The committee also recommends an additional budget of 5.26 billion allocation to Ministry of Justice and Constitutional Affairs to enhance staff salary and to compensate war debt claimants in Teso, Acholi and Lango sub-regions for the loss of livestock and other properties during the insurgency; 14 billion for Directorate of Public Prosecution DPP's recruitment and promotion of staff; 1.9 billion for National Forestry Authority to re-survey and demarcate forest boundaries and provide tree seedlings.

However, a minority report authored by Shadow Minister for Finance, Muhammad Muwanga Kivumbi dissents with the majority budget committee report on the identified funding gap of 6.1 trillion since the source of funds is not identified.

“Government came up with the Resource Envelope showing the proposed sources of revenue in the Budget Framework Paper. For the budget committee to identify a huge funding gap of 6.1 trillion to be added to the already exaggerated Resource Envelope of 49.9 trillion Shillings without identifying the sources of revenue renders this exercise an academic trip of no particular practical import into the budget process,” said Kivumbi.

//Cue in: “to simply come…//

Cue out:…report is unrealistic.”//

Meanwhile, although the resource envelope for next financial year is proposed to increase by 1.85 trillion according to the Budget framework paper, government says that discretionary resource envelope reduced by 2.53 trillion from 25.4 trillion to 22. 86 trillion due to the projected increase in the interest obligations and obligation to settle Bank of Uganda borrowing.

### WRITTEN TASK
Using the budget excerpt, decide whether each statement below agrees with it. Answer yes or no for each, and quote the words from the excerpt that decide it.
(a) The committee recommends 1.9 billion for the National Forestry Authority to re-survey and demarcate forest boundaries.
(b) The minority report supports the majority report's identified funding gap of 6.1 trillion.
(c) Government says the discretionary resource envelope will grow by 1.85 trillion.

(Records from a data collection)
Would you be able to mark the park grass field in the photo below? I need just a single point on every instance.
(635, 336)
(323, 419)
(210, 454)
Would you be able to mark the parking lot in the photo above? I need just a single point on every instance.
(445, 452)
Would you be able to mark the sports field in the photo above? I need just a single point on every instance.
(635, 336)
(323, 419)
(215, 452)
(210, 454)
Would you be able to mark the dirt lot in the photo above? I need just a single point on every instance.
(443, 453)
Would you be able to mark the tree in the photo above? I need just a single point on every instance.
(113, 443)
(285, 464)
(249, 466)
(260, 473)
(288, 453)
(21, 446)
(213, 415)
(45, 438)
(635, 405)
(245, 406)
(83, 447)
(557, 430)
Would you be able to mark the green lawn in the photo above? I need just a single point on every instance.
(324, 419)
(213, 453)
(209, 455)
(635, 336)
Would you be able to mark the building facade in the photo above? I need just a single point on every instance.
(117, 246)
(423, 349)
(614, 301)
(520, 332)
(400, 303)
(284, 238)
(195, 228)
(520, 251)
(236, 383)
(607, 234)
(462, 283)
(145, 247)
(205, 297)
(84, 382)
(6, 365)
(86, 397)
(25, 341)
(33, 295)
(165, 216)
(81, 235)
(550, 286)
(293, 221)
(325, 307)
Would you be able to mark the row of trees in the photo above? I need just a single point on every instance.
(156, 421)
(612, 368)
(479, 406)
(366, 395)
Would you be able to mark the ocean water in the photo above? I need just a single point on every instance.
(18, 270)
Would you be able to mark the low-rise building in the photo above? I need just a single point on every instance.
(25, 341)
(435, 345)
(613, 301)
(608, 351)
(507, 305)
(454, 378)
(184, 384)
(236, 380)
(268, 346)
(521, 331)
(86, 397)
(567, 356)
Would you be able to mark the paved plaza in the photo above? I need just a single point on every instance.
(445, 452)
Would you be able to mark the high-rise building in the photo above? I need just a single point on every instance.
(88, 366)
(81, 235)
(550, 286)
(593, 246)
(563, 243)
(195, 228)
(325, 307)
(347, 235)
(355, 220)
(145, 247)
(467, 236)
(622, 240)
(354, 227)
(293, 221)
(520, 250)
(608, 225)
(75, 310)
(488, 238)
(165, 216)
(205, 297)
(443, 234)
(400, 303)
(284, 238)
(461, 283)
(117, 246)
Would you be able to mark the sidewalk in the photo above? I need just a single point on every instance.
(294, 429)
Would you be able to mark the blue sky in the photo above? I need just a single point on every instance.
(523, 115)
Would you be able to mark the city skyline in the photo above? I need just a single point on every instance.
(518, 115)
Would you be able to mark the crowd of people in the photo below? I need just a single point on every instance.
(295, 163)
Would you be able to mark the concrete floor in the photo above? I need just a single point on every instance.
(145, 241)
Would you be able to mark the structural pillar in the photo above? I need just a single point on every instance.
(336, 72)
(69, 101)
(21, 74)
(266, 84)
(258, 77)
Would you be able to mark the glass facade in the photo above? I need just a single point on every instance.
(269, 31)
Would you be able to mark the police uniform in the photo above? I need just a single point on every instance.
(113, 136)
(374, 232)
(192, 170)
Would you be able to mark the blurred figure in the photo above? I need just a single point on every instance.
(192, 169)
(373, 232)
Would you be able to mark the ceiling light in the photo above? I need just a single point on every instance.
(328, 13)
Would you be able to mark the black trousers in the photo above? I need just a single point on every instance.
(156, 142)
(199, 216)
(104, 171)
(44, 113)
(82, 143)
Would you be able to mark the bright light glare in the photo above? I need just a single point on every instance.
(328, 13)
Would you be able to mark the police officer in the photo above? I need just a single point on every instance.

### RESULT BELOW
(a) Yes: "1.9 billion for National Forestry Authority to re-survey and demarcate forest boundaries and provide tree seedlings"
(b) No: "dissents with the majority budget committee report on the identified funding gap of 6.1 trillion since the source of funds is not identified"
(c) No: "government says that discretionary resource envelope reduced by 2.53 trillion"